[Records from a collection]
□ □ □

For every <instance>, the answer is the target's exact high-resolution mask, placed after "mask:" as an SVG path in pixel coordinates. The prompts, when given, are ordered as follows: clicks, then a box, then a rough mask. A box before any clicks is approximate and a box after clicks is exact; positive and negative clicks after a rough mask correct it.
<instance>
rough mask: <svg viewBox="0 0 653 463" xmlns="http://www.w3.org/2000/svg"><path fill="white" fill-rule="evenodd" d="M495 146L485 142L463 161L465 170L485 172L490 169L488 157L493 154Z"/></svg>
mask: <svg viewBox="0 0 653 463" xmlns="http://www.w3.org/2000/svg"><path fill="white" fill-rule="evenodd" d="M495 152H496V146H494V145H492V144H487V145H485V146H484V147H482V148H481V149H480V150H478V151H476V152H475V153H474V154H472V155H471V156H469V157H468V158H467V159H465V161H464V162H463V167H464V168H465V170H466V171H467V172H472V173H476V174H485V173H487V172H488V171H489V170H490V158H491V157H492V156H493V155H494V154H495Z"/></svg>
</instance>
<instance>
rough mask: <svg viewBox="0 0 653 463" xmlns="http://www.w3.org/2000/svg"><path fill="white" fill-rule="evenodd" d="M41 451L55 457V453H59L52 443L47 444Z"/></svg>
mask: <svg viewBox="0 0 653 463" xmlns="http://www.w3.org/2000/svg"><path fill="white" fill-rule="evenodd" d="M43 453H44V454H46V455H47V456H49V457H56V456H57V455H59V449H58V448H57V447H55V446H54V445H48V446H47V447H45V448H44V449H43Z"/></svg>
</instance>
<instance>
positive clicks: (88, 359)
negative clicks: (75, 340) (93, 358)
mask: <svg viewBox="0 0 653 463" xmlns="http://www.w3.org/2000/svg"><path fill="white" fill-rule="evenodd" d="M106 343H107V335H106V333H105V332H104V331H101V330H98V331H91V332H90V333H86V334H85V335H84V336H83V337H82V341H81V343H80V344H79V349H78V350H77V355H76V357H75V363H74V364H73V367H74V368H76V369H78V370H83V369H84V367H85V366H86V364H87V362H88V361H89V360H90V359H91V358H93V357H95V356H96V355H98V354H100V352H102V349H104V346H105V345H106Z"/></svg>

□ □ □

What is needed
May I have the entries returned exactly, with every line in place?

Worked solution
For every <instance>, the answer is the target's exact high-resolution mask, placed after "mask:" as an SVG path in pixel coordinates. The prompts, when given, are ordered as follows: clicks, then a box, then a rough mask. A box before any clicks is approximate and a box after clicks is exact; positive and negative clicks after a rough mask correct it.
<instance>
rough mask: <svg viewBox="0 0 653 463" xmlns="http://www.w3.org/2000/svg"><path fill="white" fill-rule="evenodd" d="M495 146L485 142L463 161L465 170L485 172L490 169L488 157L493 154Z"/></svg>
mask: <svg viewBox="0 0 653 463" xmlns="http://www.w3.org/2000/svg"><path fill="white" fill-rule="evenodd" d="M495 152H496V146H494V145H492V144H487V145H485V146H484V147H482V148H481V149H480V150H478V151H476V152H475V153H474V154H472V155H471V156H469V157H468V158H467V159H465V161H464V162H463V167H464V168H465V170H466V171H467V172H472V173H476V174H485V173H487V172H488V171H489V170H490V158H491V157H492V156H493V155H494V154H495Z"/></svg>
</instance>
<instance>
rough mask: <svg viewBox="0 0 653 463" xmlns="http://www.w3.org/2000/svg"><path fill="white" fill-rule="evenodd" d="M41 451L55 457V453H59L52 443L47 444Z"/></svg>
mask: <svg viewBox="0 0 653 463" xmlns="http://www.w3.org/2000/svg"><path fill="white" fill-rule="evenodd" d="M43 453H44V454H46V455H47V456H49V457H56V456H57V455H59V449H58V448H57V447H55V446H54V445H48V446H47V447H45V448H44V449H43Z"/></svg>
</instance>
<instance>
positive clicks: (88, 359)
negative clicks: (75, 340) (93, 358)
mask: <svg viewBox="0 0 653 463" xmlns="http://www.w3.org/2000/svg"><path fill="white" fill-rule="evenodd" d="M106 343H107V335H106V333H105V332H104V331H101V330H98V331H91V332H90V333H86V334H85V335H84V336H83V337H82V341H81V343H80V344H79V349H78V350H77V355H76V357H75V363H74V364H73V367H74V368H76V369H78V370H83V369H84V367H85V366H86V364H87V362H88V361H89V360H90V359H91V358H93V357H95V356H96V355H98V354H100V352H102V349H104V346H105V345H106Z"/></svg>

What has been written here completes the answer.